■ **What is required**
Reproduce, character for character, the lines below from the first through the one with "box: [584, 731, 640, 789]". Leave pictures out.

Data extracted from a collection
-- Opening Marker --
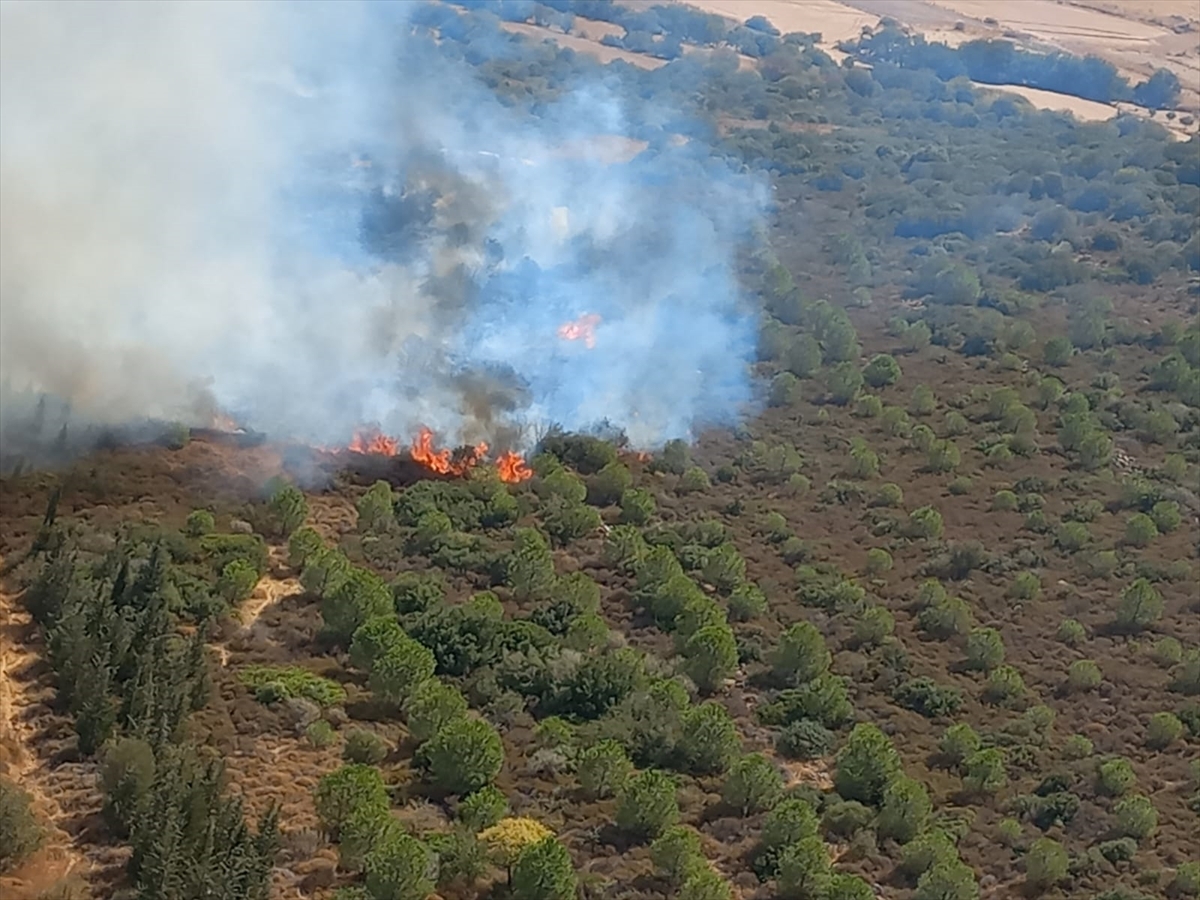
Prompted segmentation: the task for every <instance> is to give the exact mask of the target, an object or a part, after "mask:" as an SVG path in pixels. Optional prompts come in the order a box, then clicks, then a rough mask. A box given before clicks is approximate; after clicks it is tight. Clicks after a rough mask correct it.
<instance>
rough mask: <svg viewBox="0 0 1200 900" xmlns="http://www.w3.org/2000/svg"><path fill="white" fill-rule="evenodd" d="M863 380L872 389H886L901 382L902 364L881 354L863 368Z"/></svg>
mask: <svg viewBox="0 0 1200 900" xmlns="http://www.w3.org/2000/svg"><path fill="white" fill-rule="evenodd" d="M863 379H864V380H865V382H866V383H868V384H869V385H870V386H872V388H884V386H887V385H889V384H895V383H896V382H898V380H900V364H899V362H896V361H895V358H894V356H889V355H888V354H886V353H880V354H877V355H875V356H872V358H871V361H870V362H868V364H866V366H865V367H864V368H863Z"/></svg>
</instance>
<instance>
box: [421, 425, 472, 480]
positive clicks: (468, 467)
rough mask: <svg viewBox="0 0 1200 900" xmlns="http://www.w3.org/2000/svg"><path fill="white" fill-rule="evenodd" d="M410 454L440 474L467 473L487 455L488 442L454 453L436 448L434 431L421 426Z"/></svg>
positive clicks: (423, 465)
mask: <svg viewBox="0 0 1200 900" xmlns="http://www.w3.org/2000/svg"><path fill="white" fill-rule="evenodd" d="M409 455H410V456H412V457H413V461H414V462H418V463H420V464H421V466H424V467H425V468H427V469H430V472H437V473H438V474H439V475H466V474H467V473H468V472H469V470H470V469H473V468H474V467H475V466H478V464H479V461H480V460H482V458H484V457H485V456H486V455H487V444H475V446H473V448H470V449H468V450H467V451H464V452H461V454H454V452H451V451H450V450H434V449H433V432H432V431H430V430H428V428H421V431H420V433H419V434H418V436H416V439H415V440H413V446H412V448H410V449H409Z"/></svg>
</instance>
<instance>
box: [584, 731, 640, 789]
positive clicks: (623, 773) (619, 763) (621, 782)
mask: <svg viewBox="0 0 1200 900" xmlns="http://www.w3.org/2000/svg"><path fill="white" fill-rule="evenodd" d="M632 772H634V763H631V762H630V761H629V755H628V754H626V752H625V748H623V746H622V745H620V744H619V743H618V742H616V740H601V742H599V743H596V744H593V745H592V746H588V748H584V749H583V750H581V751H580V754H578V757H577V758H576V761H575V776H576V778H577V779H578V781H580V787H582V788H583V792H584V793H586V794H587V796H588V797H590V798H593V799H600V798H604V797H612V796H613V794H616V793H617V792H618V791H620V788H623V787H624V786H625V782H626V781H628V780H629V776H630V775H631V774H632Z"/></svg>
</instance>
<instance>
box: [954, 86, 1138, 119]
mask: <svg viewBox="0 0 1200 900" xmlns="http://www.w3.org/2000/svg"><path fill="white" fill-rule="evenodd" d="M977 86H978V88H980V89H984V90H998V91H1002V92H1004V94H1016V95H1018V96H1021V97H1025V98H1026V100H1027V101H1030V103H1032V104H1033V106H1036V107H1037V108H1038V109H1057V110H1061V112H1064V113H1073V114H1074V115H1075V118H1076V119H1079V120H1080V121H1088V122H1100V121H1105V120H1108V119H1112V118H1114V116H1116V114H1117V113H1118V112H1120V110H1118V109H1117V108H1116V107H1115V106H1112V104H1111V103H1098V102H1097V101H1094V100H1084V98H1082V97H1073V96H1070V95H1069V94H1058V92H1056V91H1044V90H1040V89H1038V88H1022V86H1021V85H1018V84H1008V85H1004V86H1003V88H997V86H996V85H992V84H977Z"/></svg>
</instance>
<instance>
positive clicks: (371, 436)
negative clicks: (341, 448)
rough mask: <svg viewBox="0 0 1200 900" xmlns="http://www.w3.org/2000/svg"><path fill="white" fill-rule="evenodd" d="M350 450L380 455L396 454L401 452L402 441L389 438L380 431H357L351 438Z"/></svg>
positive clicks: (388, 437) (372, 430) (388, 454)
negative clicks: (398, 452)
mask: <svg viewBox="0 0 1200 900" xmlns="http://www.w3.org/2000/svg"><path fill="white" fill-rule="evenodd" d="M349 450H352V451H353V452H355V454H377V455H379V456H395V455H396V454H398V452H400V442H398V440H396V438H389V437H388V436H386V434H384V433H382V432H379V431H374V430H371V431H356V432H354V438H353V439H352V440H350V445H349Z"/></svg>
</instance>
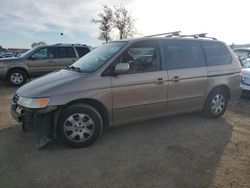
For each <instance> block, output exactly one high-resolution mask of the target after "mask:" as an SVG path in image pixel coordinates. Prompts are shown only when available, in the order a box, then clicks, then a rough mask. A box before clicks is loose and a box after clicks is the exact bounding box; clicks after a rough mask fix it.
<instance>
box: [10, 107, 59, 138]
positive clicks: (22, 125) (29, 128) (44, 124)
mask: <svg viewBox="0 0 250 188" xmlns="http://www.w3.org/2000/svg"><path fill="white" fill-rule="evenodd" d="M55 109H56V107H53V108H46V109H28V108H23V107H20V106H18V104H12V106H11V115H12V117H13V118H14V119H15V120H16V121H17V122H21V123H22V127H23V131H24V132H37V133H39V134H49V133H50V132H51V131H52V130H53V112H54V110H55Z"/></svg>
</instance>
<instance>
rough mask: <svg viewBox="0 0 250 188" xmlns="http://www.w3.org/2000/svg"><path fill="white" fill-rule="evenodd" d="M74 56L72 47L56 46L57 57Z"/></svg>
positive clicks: (66, 57)
mask: <svg viewBox="0 0 250 188" xmlns="http://www.w3.org/2000/svg"><path fill="white" fill-rule="evenodd" d="M70 57H76V55H75V52H74V49H73V47H57V58H70Z"/></svg>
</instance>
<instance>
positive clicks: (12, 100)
mask: <svg viewBox="0 0 250 188" xmlns="http://www.w3.org/2000/svg"><path fill="white" fill-rule="evenodd" d="M18 99H19V96H18V95H17V94H15V95H14V96H13V98H12V101H13V103H15V104H17V101H18Z"/></svg>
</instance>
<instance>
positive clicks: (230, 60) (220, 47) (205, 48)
mask: <svg viewBox="0 0 250 188" xmlns="http://www.w3.org/2000/svg"><path fill="white" fill-rule="evenodd" d="M201 45H202V47H203V49H204V51H205V56H206V59H207V66H216V65H227V64H230V63H231V62H232V57H231V55H230V53H229V51H228V49H227V48H226V46H225V45H224V44H223V43H221V42H215V41H202V42H201Z"/></svg>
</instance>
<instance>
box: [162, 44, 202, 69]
mask: <svg viewBox="0 0 250 188" xmlns="http://www.w3.org/2000/svg"><path fill="white" fill-rule="evenodd" d="M164 51H165V52H164V53H165V57H166V59H167V68H168V70H173V69H186V68H195V67H205V66H206V63H205V59H204V56H203V52H202V49H201V46H200V44H199V42H198V41H192V40H166V41H164Z"/></svg>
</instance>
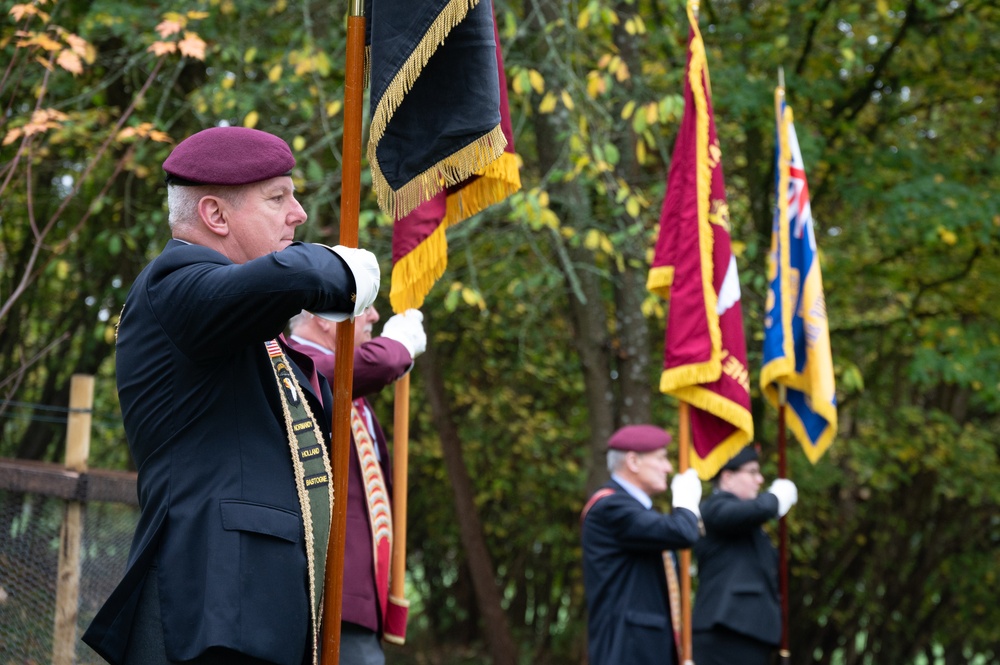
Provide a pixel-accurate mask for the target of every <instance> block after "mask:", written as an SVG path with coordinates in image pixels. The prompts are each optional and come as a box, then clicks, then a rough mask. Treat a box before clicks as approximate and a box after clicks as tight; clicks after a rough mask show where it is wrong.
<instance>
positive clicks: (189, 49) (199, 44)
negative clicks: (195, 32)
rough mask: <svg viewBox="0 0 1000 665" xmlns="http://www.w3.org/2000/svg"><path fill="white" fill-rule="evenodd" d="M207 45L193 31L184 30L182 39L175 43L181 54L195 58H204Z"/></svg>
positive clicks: (183, 55)
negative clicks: (183, 32) (193, 32)
mask: <svg viewBox="0 0 1000 665" xmlns="http://www.w3.org/2000/svg"><path fill="white" fill-rule="evenodd" d="M207 46H208V44H206V43H205V41H204V40H203V39H202V38H201V37H199V36H198V35H197V34H195V33H193V32H185V33H184V39H182V40H181V41H179V42H178V43H177V48H178V49H179V50H180V52H181V55H183V56H187V57H188V58H194V59H195V60H204V59H205V48H206V47H207Z"/></svg>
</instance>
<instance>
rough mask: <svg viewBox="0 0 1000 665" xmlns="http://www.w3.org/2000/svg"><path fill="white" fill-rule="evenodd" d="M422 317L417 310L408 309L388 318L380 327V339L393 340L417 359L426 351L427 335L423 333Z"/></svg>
mask: <svg viewBox="0 0 1000 665" xmlns="http://www.w3.org/2000/svg"><path fill="white" fill-rule="evenodd" d="M423 322H424V315H423V313H422V312H421V311H420V310H419V309H408V310H406V311H405V312H403V313H402V314H396V315H395V316H392V317H390V318H389V320H388V321H386V322H385V325H384V326H382V337H385V338H387V339H394V340H396V341H397V342H399V343H400V344H402V345H403V346H405V347H406V350H407V351H409V352H410V357H411V358H413V359H414V360H416V359H417V356H419V355H420V354H421V353H423V352H424V351H426V350H427V333H425V332H424V323H423Z"/></svg>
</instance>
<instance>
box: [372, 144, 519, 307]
mask: <svg viewBox="0 0 1000 665" xmlns="http://www.w3.org/2000/svg"><path fill="white" fill-rule="evenodd" d="M519 161H520V160H519V158H518V157H517V155H516V154H514V153H510V152H505V153H503V154H502V155H501V156H500V158H499V159H497V160H496V161H494V162H493V163H492V164H490V165H489V166H488V167H486V168H485V169H483V170H482V171H481V172H480V173H478V174H477V176H478V177H477V178H475V179H473V180H471V181H470V182H468V183H466V184H465V185H464V186H463V187H461V188H460V189H458V190H457V191H455V192H452V193H449V194H448V201H447V211H446V212H445V216H444V219H443V220H442V221H441V223H440V224H438V226H437V228H435V229H434V232H433V233H431V234H430V235H429V236H427V237H426V238H424V240H423V241H422V242H421V243H420V244H419V245H417V246H416V247H414V248H413V249H412V250H410V251H409V252H407V254H406V255H405V256H403V257H402V258H401V259H399V260H398V261H397V262H396V263H395V264H394V265H393V266H392V287H391V289H390V291H389V303H390V304H391V306H392V311H394V312H397V313H398V312H405V311H406V310H408V309H419V308H420V306H421V305H423V303H424V298H425V297H426V296H427V294H428V293H430V290H431V289H432V288H433V287H434V284H435V282H437V280H438V279H439V278H440V277H441V275H443V274H444V271H445V268H447V267H448V240H447V237H446V235H445V231H446V230H447V229H448V228H449V227H451V226H454V225H455V224H458V223H459V222H461V221H464V220H466V219H468V218H469V217H471V216H472V215H475V214H476V213H478V212H481V211H482V210H485V209H486V208H488V207H489V206H491V205H493V204H494V203H497V202H499V201H502V200H503V199H505V198H507V197H508V196H510V195H511V194H513V193H514V192H516V191H518V190H519V189H520V188H521V172H520V170H519V166H520V165H519Z"/></svg>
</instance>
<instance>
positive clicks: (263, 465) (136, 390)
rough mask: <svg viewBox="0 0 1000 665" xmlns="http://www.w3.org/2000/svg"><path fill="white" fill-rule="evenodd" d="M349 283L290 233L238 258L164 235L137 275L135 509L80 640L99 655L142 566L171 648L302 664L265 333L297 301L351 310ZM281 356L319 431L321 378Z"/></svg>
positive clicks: (299, 601) (293, 498)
-- Closing Marker --
■ **Answer to the exercise**
Prompted segmentation: the task for every <instance> is to give the exact mask of the target, an object or a part, after "mask:" as an SVG path in pixels. Optional prompts come in the order a box, then clicks, then a rough mask. A box given before clicks is approximate; after clicks it is tight. Clicks after a rough mask correct it.
<instance>
rough mask: <svg viewBox="0 0 1200 900" xmlns="http://www.w3.org/2000/svg"><path fill="white" fill-rule="evenodd" d="M863 380L872 389H886L901 382L902 364L881 354L863 368Z"/></svg>
mask: <svg viewBox="0 0 1200 900" xmlns="http://www.w3.org/2000/svg"><path fill="white" fill-rule="evenodd" d="M863 379H864V380H865V382H866V383H868V384H869V385H870V386H872V388H884V386H887V385H889V384H895V383H896V382H898V380H900V364H899V362H896V361H895V358H894V356H889V355H888V354H886V353H880V354H877V355H875V356H872V358H871V361H870V362H868V364H866V366H865V367H864V368H863Z"/></svg>
</instance>
<instance>
box: [421, 425, 472, 480]
positive clicks: (468, 467)
rough mask: <svg viewBox="0 0 1200 900" xmlns="http://www.w3.org/2000/svg"><path fill="white" fill-rule="evenodd" d="M410 454L440 474L467 473L487 455L488 442L454 453L436 448L434 431L421 426Z"/></svg>
positive clicks: (423, 465)
mask: <svg viewBox="0 0 1200 900" xmlns="http://www.w3.org/2000/svg"><path fill="white" fill-rule="evenodd" d="M409 455H410V456H412V457H413V461H414V462H418V463H420V464H421V466H424V467H425V468H427V469H430V472H437V473H438V474H439V475H466V474H467V473H468V472H469V470H470V469H473V468H474V467H475V466H478V464H479V461H480V460H482V458H484V457H485V456H486V455H487V444H475V446H473V448H470V449H468V450H467V451H464V452H461V454H454V452H451V451H450V450H434V449H433V432H432V431H430V430H428V428H421V431H420V433H419V434H418V436H416V439H415V440H413V446H412V448H410V449H409Z"/></svg>
</instance>
<instance>
box: [584, 731, 640, 789]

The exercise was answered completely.